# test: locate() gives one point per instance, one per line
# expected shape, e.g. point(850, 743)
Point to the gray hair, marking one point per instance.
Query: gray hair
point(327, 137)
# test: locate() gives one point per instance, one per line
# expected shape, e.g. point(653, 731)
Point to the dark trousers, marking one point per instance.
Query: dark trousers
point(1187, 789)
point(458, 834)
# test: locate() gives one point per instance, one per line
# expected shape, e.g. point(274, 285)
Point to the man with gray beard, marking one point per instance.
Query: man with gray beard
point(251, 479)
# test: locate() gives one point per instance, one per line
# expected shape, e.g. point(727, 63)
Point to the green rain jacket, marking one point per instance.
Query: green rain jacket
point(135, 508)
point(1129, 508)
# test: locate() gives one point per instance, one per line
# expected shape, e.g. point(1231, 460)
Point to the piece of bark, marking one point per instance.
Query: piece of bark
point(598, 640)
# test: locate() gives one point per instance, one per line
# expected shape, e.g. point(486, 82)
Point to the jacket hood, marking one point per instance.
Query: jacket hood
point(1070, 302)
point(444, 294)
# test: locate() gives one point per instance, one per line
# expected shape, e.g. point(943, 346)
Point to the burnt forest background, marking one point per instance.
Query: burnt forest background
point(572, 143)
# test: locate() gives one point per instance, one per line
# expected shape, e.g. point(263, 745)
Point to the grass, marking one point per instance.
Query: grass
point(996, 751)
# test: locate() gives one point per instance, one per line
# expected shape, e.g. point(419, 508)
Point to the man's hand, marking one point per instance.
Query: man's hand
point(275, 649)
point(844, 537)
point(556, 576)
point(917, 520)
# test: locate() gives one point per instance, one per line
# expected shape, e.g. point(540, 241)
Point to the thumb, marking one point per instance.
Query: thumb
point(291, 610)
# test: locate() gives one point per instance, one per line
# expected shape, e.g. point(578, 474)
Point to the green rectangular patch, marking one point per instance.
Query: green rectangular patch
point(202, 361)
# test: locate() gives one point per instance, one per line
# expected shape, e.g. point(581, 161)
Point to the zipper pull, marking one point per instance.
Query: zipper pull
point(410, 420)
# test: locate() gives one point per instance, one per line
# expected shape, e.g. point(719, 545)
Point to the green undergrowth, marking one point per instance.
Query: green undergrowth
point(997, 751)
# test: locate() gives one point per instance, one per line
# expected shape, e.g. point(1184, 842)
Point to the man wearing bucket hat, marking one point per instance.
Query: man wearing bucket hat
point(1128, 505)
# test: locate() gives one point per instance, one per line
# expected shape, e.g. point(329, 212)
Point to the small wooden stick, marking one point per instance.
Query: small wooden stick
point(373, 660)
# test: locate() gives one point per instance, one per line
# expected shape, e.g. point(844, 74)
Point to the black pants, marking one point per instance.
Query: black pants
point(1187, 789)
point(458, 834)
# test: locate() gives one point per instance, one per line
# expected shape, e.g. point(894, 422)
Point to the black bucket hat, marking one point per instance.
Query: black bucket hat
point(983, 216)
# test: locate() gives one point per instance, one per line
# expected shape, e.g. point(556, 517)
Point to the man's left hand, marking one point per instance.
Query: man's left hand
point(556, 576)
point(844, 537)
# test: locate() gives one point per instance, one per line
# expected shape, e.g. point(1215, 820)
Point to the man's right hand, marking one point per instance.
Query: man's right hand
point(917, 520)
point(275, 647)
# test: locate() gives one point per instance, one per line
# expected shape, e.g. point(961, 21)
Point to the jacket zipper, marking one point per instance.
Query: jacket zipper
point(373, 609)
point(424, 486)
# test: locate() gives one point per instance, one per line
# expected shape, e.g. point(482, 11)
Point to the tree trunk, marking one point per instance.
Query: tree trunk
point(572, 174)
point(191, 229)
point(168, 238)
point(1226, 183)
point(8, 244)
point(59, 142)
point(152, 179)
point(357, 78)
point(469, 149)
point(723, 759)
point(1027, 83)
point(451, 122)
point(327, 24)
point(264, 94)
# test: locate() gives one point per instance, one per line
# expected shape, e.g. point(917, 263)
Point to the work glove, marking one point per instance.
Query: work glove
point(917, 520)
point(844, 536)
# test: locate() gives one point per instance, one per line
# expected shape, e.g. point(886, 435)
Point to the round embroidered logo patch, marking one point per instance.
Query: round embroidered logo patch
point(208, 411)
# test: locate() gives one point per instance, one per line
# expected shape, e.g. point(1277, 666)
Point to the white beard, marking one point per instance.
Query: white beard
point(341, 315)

---*---

_Given request_
Can you turn all the items above into a two-column CSV with the header `item,answer`? Each item gets one row, with its text in the first column and its answer in the second. Put each field in double quotes and replace every line break with a space.

_Result below_
item,answer
"# test: locate() gives one point per instance, one per line # expected shape, e.g. point(850, 743) Point to the gray hair, marking one point per instance. Query: gray hair","point(327, 137)"
"# test: locate() gives one point per instance, one per line # expected shape, e.g. point(653, 731) Point to the dark trousers, marking one point per instance. Query: dark trousers","point(1187, 789) point(458, 834)"
"# test: locate() gives one point per instance, one per line # expected shape, e.g. point(274, 285) Point to the man with gray beard, marking one point per instance. Query: man with gray beard","point(251, 479)"
"# test: locate() gives one point per instance, one per line # expected shape, e.g. point(727, 63) Point to the green rain jacket, marking one point per instance. Query: green rain jacket","point(135, 508) point(1129, 508)"
"# test: locate() gives one point per instance, one per line # expected shape, e.g. point(1231, 460) Point to the piece of bark, marking one point per instance. Query: piece of bark","point(598, 640)"
"# test: locate() gives one point per instance, one per line # expected shape, e.g. point(486, 82) Point to the jacket hood, marking one point per instance. Query: jacket hood","point(1070, 302) point(444, 294)"
"# test: locate() gives one point per instance, one per line # expected shape, e.g. point(943, 346) Point to the burnt forest background, marking one point per instance. Query: burnt forest background","point(572, 143)"
"# test: locate() gives one point per instance, one per line # expected shape, e.g. point(263, 745) Point to the grass, marking one point per instance. Query: grass","point(996, 751)"
"# test: locate() gives one point per instance, one per line # expected shape, e.g. point(419, 508) Point to the man's hand, marking one point per instance. Query: man's hand","point(275, 649) point(844, 537) point(556, 576) point(917, 520)"
"# test: locate() gives one point per instance, one per line # expected shape, e.g. point(540, 241) Point to the thumb, marking one point per instance. Query: thumb","point(291, 610)"
"# test: locate() gives one point per instance, one per line # expected shape, e.g. point(578, 474) Point to the green rectangular patch, marking one point per instance. Query: green rectangular patch","point(202, 361)"
"# test: locate() gives one point per instance, one per line # expected shape, e.g. point(581, 161) Point to the zipper pull, marking one point per instance. Query: zipper pull","point(410, 420)"
"# test: locate() gives one point per instance, one per line # expected shape, e.g. point(719, 545) Point to the green undergrowth, marking one point per instance. Query: green undergrowth","point(997, 751)"
"# test: locate() gives one point per instance, one per line # expected shape, e.g. point(1184, 842) Point to the man wearing bucket hat, marking one point per instance. Query: man wearing bucket hat","point(1128, 505)"
"# test: locate() gives one point per instance, one per line # expected shape, e.g. point(329, 212) Point to the small wooden stick, marking one point per instance. Query: small wooden stick","point(373, 660)"
"# test: locate() gives one point per instance, one per line # expected shape, e.g. point(844, 74) Point to the black pants, marking one point per instance. Query: black pants","point(1187, 789) point(458, 834)"
"# test: locate() gives one point per instance, one per line # expected shape, e.g. point(894, 422) Point to the black bucket hat, marking one point per instance. Query: black bucket hat","point(983, 216)"
"# test: locate() gives one point per instance, one per line # expected shape, e.g. point(556, 517) Point to the man's left hand, marking one point per instance. Query: man's left hand","point(556, 576) point(844, 537)"
"# test: locate() gives one point per instance, one per line # expected shape, e.g. point(1215, 820) Point to the man's right hand, marking one point per instance. Query: man's right hand","point(917, 520) point(275, 647)"
"# test: locate() gives one point per instance, one per line # expected shape, e.g. point(961, 21) Point to the jacket zipper, marking one point per instance. Query: jacket zipper","point(373, 609) point(424, 486)"
"# test: locate() gives one point per instance, one per line # expected shape, e.g. point(482, 11) Point to the tree trunk, marking one point per instance. Query: tree trunk","point(572, 174) point(191, 229) point(168, 238) point(1226, 183) point(8, 244) point(59, 142) point(152, 179) point(357, 78) point(469, 149) point(723, 759) point(1027, 83) point(451, 122) point(327, 24) point(264, 94)"
"# test: locate() gives one point per instance, one per line # expected shape, e.g. point(917, 263) Point to the work glove, marking one point per instance. Query: work glove","point(917, 520) point(844, 536)"
"# test: locate() gives one point per instance, one per line # expected shape, e.g. point(886, 435) Point to the round embroidered logo patch, marking one point per instance. Query: round embroidered logo patch","point(208, 411)"
"# test: locate() gives one point per instance, one per line # expected shape, e.g. point(1277, 666) Point to the white beard, marking one point per instance. Query: white beard","point(341, 315)"